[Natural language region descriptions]
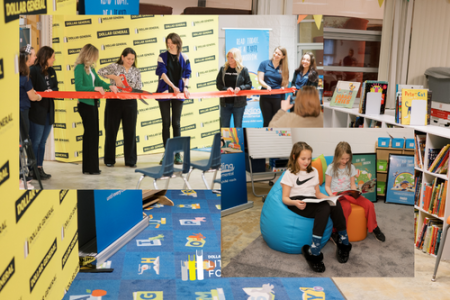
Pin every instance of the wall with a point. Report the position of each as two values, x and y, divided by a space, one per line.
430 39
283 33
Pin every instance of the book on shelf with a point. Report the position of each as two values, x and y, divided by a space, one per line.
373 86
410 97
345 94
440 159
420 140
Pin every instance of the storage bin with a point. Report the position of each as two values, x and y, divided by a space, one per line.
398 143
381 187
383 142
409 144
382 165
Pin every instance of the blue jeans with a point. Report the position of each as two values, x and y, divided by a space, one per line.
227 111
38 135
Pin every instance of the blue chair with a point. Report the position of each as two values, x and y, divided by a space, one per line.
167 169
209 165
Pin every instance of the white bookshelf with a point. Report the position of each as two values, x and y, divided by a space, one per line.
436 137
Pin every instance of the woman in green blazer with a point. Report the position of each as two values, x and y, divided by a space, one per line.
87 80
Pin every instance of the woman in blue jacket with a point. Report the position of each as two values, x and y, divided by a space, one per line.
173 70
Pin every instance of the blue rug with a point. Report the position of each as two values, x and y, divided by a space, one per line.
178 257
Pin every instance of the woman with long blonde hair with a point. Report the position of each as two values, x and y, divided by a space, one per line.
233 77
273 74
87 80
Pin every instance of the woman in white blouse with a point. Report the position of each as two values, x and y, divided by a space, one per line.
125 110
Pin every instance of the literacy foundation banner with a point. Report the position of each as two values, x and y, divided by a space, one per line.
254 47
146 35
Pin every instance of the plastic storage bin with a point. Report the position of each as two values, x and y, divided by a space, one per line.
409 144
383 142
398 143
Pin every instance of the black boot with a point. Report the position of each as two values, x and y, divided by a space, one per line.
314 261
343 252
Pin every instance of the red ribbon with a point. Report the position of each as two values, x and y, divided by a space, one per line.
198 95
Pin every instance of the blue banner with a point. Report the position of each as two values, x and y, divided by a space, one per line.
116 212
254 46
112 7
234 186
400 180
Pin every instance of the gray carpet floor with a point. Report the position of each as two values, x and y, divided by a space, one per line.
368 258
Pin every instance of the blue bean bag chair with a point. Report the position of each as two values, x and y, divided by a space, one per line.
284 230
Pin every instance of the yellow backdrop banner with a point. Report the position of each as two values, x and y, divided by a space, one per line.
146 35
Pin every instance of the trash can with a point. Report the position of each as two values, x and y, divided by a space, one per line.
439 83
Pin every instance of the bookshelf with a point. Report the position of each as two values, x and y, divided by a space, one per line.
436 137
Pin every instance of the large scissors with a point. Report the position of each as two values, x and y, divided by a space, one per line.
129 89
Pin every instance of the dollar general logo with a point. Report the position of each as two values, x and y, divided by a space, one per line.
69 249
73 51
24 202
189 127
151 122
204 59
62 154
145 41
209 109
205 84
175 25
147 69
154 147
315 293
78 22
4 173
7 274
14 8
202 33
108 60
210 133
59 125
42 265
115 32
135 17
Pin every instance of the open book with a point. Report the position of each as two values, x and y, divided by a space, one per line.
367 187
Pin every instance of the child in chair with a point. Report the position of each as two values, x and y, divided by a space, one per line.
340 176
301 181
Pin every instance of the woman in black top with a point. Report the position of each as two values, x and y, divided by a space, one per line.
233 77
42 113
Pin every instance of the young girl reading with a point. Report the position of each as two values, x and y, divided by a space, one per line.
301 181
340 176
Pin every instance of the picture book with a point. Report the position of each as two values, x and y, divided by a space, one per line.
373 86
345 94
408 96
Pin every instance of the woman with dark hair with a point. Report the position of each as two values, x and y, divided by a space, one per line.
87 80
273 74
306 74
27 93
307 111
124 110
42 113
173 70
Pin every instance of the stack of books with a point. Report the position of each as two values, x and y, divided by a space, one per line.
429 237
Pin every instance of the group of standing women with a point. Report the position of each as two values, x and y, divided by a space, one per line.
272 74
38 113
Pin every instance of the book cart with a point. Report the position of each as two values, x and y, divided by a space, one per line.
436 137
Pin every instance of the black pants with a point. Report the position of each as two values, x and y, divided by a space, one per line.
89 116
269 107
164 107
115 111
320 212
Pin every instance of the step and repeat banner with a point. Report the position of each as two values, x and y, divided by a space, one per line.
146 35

Task prompt >>
Images must not appear; print each record precisely as it reads.

Problem solution >>
Pin every instance of the wall with a point. Report the position of each as two values, x and y, divided by a space, one per line.
430 39
283 33
Pin every instance of the book on shelf with a point. Report the position of each as two values, x and y, divided by a space, one per line.
373 86
410 97
345 94
440 159
420 140
Pin every instance of the storage bin with a point. Report the position of each as two values, x and y, divided by a space, one per line.
398 143
381 187
383 142
409 144
382 165
Pin every instance of the blue jeans with a point. Report the position of each as two values, x and y, divided by a space, one per line.
227 111
38 135
Pin every instance of the blue chair with a point. Report the position of each as two values, x and y, divided by a space, one per line.
167 169
209 165
Pin every instance of the white bookshelf with a point. Report the position of each as two values, x and y, divided by a space, one per line.
436 137
Pin every instance of the woman in green blazer with a point. Report the position of each as two values, x and y, divided by a space, one per line.
87 80
Pin every instance of the woman in blue jacket with a point. Report the position of each as two values, x and y, divided by a space, one per line.
173 70
Pin every instance of the blue rug with a point. Report the position of each as two values, x and y, divided by a space, one per line.
178 257
Pin every instance of the woman with long blonde hair with a point. Report the position of each as two values, x and y, divided by a space, one per line.
233 77
273 74
87 80
Pin every instance of the woman in white blouse with a point. Report the position of each as two values, x and y, divided by a space, one per line.
125 110
Pin every instance of the literacy foundation banner with a point. Report the position of each as two values, x and y, divided by a space, one per line.
254 47
146 35
Pin every instance of the plastic storage bin with a point. Report the position of each as two values, x and y, divided by a space, one per line.
409 144
383 142
398 143
Pin every instance of the black boot with a point. Report the position of each as two values, x and y, divided by a space, one per line.
314 261
343 252
Pin every instance of the red ribbon with a point. Report the position of each as two values, x and y, divided by a space, one per line.
198 95
Pin every instance of the blue banner with a point. Report the position of each as two values, x and y, divided by a space, one per line.
116 212
254 46
112 7
234 186
400 180
Pin every instance of the gray carpet floor with a point. Report the position of each as two values, x and y, divided by a space, one per line.
368 258
Pin every instance of the blue bean bag chair with a point. Report the position of each as two values, x and y, divided by a space, one per line.
284 230
Pin every instance of the yellow backdrop banner with a point. Report the position of each as two values, x and y, divided by a space, one per line.
146 35
Pin every instance of the trash can with a point. Report the position of each as two values, x and y, divided by a space, one per line.
439 83
Pin every instance of the bookshelf with a point. Report the position of each as two values, x and y, divided by a space, one per line.
436 137
Pin every instance of the large scissors with a point. Report the position of each as two values, x and y, divided by a space, one per line.
129 89
Pin every instance of the dollar general logo with a point. Report the position of each as two values, x and y, divided by a space, one per line.
69 249
73 51
24 202
189 127
151 122
204 59
62 154
145 41
209 109
205 84
175 25
147 69
154 147
315 293
78 22
4 173
7 274
14 8
202 33
108 60
210 133
59 125
42 265
115 32
135 17
Pin every instance of the open book with a point. Report the position of each as two values, x and y, divided by a space, one per line.
367 187
Pin every instance of the child in chair with a point. Report the position of each as two values, x and y, divided by a space, one per line.
340 176
301 181
Pin every instance of the woman in black top with a point. Report the position of each as two values, x and y, divided by a space, one per line.
233 77
42 113
Pin every instance of the young girl reading with a point. Report the position of each as two values, x and y, divided by a space, one per line.
301 181
340 176
Pin every instance of the picture book with a point. Report the position of each as two values, x and y, divided by a space, one per line.
373 86
345 94
408 96
Pin every instance of the woman with dark hair with a point. Report the position of each as two values, x and y, divided by a space, one per line.
87 80
273 74
306 74
27 93
307 111
124 110
42 113
173 70
Pin every instance of the stack of books with a point. Report the position of each as two values, x and y, divided by a space, one per line.
429 237
Pin every instance of the group of standing women with a point. Report the position of each as two values, x and y, divided by a space, one per line.
272 74
38 113
Pin every instance of the book cart with a point. Report the position of each as two values, x and y, divided by a space, one per line.
436 137
Pin every instance of the black pants with a point. Report the position of each as two values, x and y, divided by a space, one per line.
89 116
269 107
164 107
115 111
320 212
Pin every instance of the step and repeat banner with a point. Report the position of each as two values, x and y, divided by a space, one per line.
146 35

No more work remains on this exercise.